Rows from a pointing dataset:
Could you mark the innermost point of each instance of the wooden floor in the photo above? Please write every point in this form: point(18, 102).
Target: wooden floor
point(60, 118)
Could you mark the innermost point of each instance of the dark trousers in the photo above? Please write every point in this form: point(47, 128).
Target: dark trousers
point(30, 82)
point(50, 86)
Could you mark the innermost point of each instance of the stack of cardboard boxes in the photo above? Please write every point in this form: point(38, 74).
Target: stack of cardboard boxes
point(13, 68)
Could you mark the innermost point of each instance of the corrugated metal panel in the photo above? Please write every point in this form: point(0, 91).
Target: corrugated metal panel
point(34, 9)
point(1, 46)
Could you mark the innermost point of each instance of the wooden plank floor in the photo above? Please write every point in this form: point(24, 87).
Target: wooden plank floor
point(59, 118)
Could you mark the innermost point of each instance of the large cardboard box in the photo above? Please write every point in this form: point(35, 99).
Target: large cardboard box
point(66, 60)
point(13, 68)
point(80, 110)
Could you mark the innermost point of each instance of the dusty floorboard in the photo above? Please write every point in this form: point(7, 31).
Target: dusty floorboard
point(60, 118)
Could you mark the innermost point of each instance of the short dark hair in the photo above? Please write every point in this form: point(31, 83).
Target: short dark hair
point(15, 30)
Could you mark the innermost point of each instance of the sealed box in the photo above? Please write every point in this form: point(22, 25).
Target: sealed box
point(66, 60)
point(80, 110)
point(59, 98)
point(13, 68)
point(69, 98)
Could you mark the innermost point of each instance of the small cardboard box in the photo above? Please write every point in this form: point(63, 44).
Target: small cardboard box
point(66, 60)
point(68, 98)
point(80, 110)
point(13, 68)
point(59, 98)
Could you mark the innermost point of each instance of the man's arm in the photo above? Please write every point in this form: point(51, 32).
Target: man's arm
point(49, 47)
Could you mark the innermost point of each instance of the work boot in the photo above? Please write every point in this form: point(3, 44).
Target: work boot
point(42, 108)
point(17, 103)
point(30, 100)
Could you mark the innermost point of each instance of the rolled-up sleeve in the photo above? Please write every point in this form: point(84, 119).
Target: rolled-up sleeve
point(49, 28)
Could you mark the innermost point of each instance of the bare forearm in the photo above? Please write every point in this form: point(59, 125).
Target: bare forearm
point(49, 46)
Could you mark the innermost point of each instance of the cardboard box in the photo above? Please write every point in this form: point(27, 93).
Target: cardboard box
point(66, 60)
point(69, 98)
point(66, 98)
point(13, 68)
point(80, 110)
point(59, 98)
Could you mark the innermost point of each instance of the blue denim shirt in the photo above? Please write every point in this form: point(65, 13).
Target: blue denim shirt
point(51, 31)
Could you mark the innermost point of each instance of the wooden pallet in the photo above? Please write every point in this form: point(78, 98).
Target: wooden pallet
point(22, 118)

WHAT THE EXERCISE ASKS:
Scale the material from the line containing "form: point(31, 83)." to the line containing "point(30, 100)", both included, and give all of those lines again with the requests unchanged. In the answer points, multiply every coordinate by 1.3 and round it to a whole number, with halves rounded up.

RESULT FOR THIS EXERCISE:
Could you mark the innermost point of each instance of the short dark hair in the photo above? Please write every point in this form: point(31, 83).
Target: short dark hair
point(20, 39)
Could you mark the innermost point of each instance of the sealed box in the photo above? Please write every point in this form: point(22, 25).
Target: sealed box
point(86, 78)
point(104, 143)
point(77, 127)
point(17, 88)
point(90, 127)
Could you mark the innermost point of each instance of the small cardboard box in the photo above? Please write every point in this form: point(63, 44).
Target: small cardboard box
point(86, 78)
point(88, 127)
point(104, 143)
point(17, 88)
point(77, 127)
Could you mark the innermost point of each instance of the man's arm in the photo above? Please write every point in this form: point(51, 32).
Target: man's arm
point(64, 61)
Could you mark the innermost point of each instance of the work boot in the photo above? Please write every point in this form: point(3, 44).
Target: work boot
point(55, 140)
point(22, 134)
point(39, 130)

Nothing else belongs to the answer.